Exercise materials:
__________

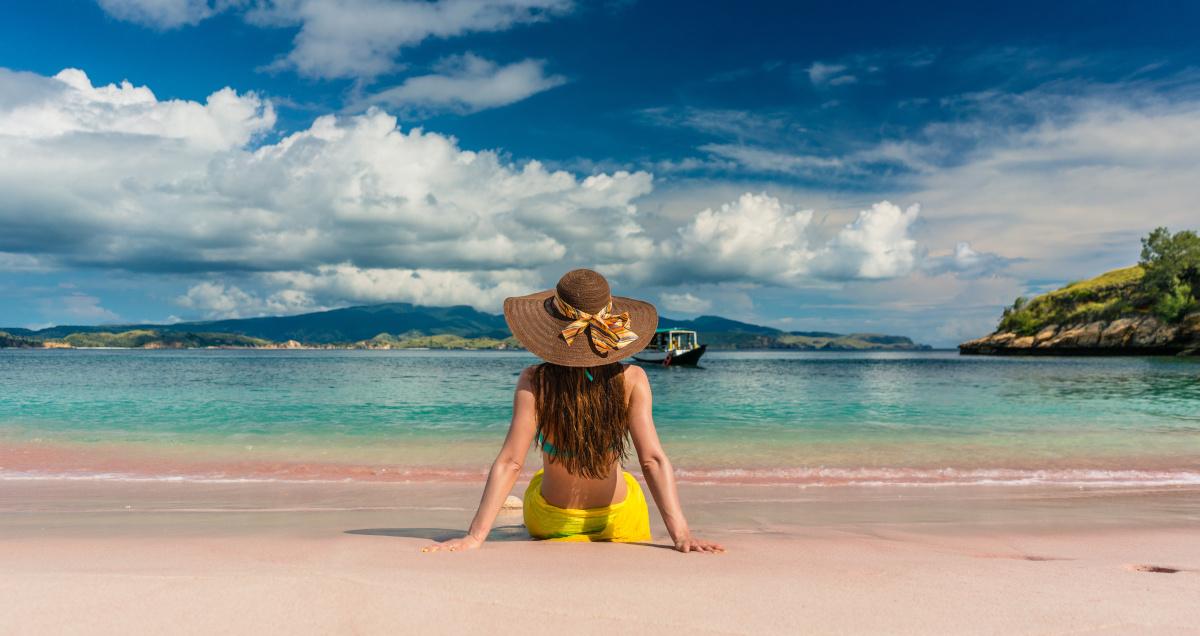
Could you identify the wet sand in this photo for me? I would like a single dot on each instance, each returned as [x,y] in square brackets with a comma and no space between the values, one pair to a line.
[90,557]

__________

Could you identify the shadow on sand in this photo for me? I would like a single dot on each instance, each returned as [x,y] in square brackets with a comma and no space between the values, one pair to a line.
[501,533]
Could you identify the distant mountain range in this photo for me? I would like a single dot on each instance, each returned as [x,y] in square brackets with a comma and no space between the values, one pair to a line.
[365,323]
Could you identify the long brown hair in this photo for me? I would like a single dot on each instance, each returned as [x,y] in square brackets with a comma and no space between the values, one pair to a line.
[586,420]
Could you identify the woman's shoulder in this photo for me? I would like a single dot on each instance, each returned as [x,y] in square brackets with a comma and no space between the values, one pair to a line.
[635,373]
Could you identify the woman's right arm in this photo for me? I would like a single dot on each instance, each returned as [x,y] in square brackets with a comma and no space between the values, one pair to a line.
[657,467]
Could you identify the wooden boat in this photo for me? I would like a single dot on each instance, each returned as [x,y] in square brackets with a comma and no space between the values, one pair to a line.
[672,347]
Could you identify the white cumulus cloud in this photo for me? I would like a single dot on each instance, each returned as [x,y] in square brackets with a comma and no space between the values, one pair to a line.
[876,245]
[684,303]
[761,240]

__________

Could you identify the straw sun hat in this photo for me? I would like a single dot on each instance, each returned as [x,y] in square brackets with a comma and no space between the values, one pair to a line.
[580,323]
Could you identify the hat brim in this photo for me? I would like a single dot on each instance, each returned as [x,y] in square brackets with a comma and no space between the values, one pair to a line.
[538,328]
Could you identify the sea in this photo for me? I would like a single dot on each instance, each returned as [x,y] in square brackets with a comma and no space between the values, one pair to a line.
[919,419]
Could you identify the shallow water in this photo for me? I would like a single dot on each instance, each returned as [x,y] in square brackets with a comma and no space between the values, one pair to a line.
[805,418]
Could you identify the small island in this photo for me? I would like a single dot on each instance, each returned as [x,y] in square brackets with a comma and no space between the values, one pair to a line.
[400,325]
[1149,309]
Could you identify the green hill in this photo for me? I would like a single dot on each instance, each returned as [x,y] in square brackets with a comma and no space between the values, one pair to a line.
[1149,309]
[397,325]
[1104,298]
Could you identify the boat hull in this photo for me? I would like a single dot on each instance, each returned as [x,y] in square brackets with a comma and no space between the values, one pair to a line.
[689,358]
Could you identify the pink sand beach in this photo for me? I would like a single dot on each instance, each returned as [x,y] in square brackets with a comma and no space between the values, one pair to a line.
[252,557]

__________

What is asked: How many lines of the material above contain the string "hair"? Reply with only the number.

Exercise output: 1